• **EXERCISE DIRECTIONS**
Print the data in full, exactly as it reads.

• **DATA SHOWN**
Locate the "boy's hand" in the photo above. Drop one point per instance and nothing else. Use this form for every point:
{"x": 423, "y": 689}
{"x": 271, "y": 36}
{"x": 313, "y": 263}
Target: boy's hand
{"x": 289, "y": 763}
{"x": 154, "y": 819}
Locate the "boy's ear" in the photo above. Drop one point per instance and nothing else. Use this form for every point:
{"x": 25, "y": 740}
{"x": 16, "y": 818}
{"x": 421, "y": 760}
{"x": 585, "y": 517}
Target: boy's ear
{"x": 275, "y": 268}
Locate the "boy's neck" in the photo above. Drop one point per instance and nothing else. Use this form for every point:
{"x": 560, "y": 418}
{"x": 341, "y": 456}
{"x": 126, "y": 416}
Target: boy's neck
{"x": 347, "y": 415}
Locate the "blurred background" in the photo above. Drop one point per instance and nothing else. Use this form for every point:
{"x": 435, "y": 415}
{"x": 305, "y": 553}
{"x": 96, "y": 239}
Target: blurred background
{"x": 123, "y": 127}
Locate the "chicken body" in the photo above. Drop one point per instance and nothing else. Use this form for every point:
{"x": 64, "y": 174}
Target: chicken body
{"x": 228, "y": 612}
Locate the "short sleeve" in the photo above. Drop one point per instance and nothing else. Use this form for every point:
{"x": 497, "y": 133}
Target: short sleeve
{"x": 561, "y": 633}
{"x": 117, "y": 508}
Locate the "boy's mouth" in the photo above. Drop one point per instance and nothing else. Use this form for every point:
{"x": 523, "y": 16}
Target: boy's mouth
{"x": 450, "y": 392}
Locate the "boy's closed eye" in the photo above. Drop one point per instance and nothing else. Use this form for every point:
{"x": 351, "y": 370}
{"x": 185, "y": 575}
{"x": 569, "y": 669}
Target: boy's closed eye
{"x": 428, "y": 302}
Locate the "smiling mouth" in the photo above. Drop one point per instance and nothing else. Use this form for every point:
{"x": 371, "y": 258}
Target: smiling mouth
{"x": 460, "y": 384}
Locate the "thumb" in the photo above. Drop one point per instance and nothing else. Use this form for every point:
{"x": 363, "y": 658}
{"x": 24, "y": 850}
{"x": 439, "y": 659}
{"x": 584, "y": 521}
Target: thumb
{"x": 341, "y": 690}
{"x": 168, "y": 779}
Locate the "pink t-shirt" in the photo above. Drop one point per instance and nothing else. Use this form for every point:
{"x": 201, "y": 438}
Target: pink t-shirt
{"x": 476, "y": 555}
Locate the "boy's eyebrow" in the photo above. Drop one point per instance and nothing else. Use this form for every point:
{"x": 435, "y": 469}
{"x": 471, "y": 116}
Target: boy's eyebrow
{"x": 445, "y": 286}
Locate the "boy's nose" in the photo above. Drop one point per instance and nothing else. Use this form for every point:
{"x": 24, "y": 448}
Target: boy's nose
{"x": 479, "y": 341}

• **FINISHED EXERCISE**
Locate the "boy's hand" in the photo above. Drop one point per instance and nothing else. Use this form for every point:
{"x": 423, "y": 689}
{"x": 271, "y": 36}
{"x": 313, "y": 263}
Target: boy's hand
{"x": 289, "y": 763}
{"x": 154, "y": 819}
Locate the "boy's ear" in the photo above. Drop one point per instance and nothing else. Use this form for every point:
{"x": 25, "y": 740}
{"x": 16, "y": 818}
{"x": 421, "y": 760}
{"x": 585, "y": 517}
Target: boy's ear
{"x": 275, "y": 268}
Locate the "boy's neck" in the photo above. Drop one point per instance and nothing else. Use this form for every point:
{"x": 560, "y": 418}
{"x": 341, "y": 456}
{"x": 126, "y": 416}
Target: boy's neck
{"x": 347, "y": 415}
Locate the "blurred background" in the photo above. Drop one point per instance and nothing else. Use this form for every point:
{"x": 435, "y": 415}
{"x": 305, "y": 553}
{"x": 96, "y": 239}
Target: blurred background
{"x": 123, "y": 127}
Locate the "chicken body" in the photo above. Drop one point per instance and nothing else. Use this form for every point:
{"x": 64, "y": 174}
Target: chicken body
{"x": 228, "y": 612}
Locate the "short sleeve" in the photo above. Drop one point per instance and nothing else. Use this form for every point:
{"x": 497, "y": 133}
Target: short sleeve
{"x": 561, "y": 633}
{"x": 117, "y": 508}
Locate the "boy's mouth" in the photo above. Drop one point per instance and nothing else. Use this form for every point:
{"x": 523, "y": 16}
Target: boy's mouth
{"x": 450, "y": 392}
Locate the "boy's closed eye" in the photo above. Drop one point per instance and nothing else. Use this form for every point:
{"x": 351, "y": 370}
{"x": 185, "y": 575}
{"x": 569, "y": 669}
Target: boy's closed eye
{"x": 428, "y": 302}
Locate the "smiling mouth" in the photo above. Drop one point per instance and nothing else. Use this form for every point:
{"x": 371, "y": 258}
Target: smiling mouth
{"x": 460, "y": 384}
Locate the "thumb" in the photo above. Drop one point per instance and nothing else. Use this form for every point:
{"x": 363, "y": 658}
{"x": 24, "y": 850}
{"x": 439, "y": 659}
{"x": 584, "y": 521}
Target: thumb
{"x": 341, "y": 690}
{"x": 168, "y": 779}
Locate the "pink t-shirt" in the photo above. Drop one point per instance and nothing else. Use this form for every point:
{"x": 201, "y": 438}
Target: pink t-shirt
{"x": 476, "y": 555}
Locate the "boy's eyebrow" in the photo above. Drop one point per instance and nothing else. Use this form for every point:
{"x": 435, "y": 469}
{"x": 471, "y": 116}
Target: boy's eyebrow
{"x": 445, "y": 286}
Locate the "boy's nose" in the photo above. Drop one point per instance and nothing else. Use this form for every point:
{"x": 24, "y": 448}
Target: boy's nose
{"x": 479, "y": 341}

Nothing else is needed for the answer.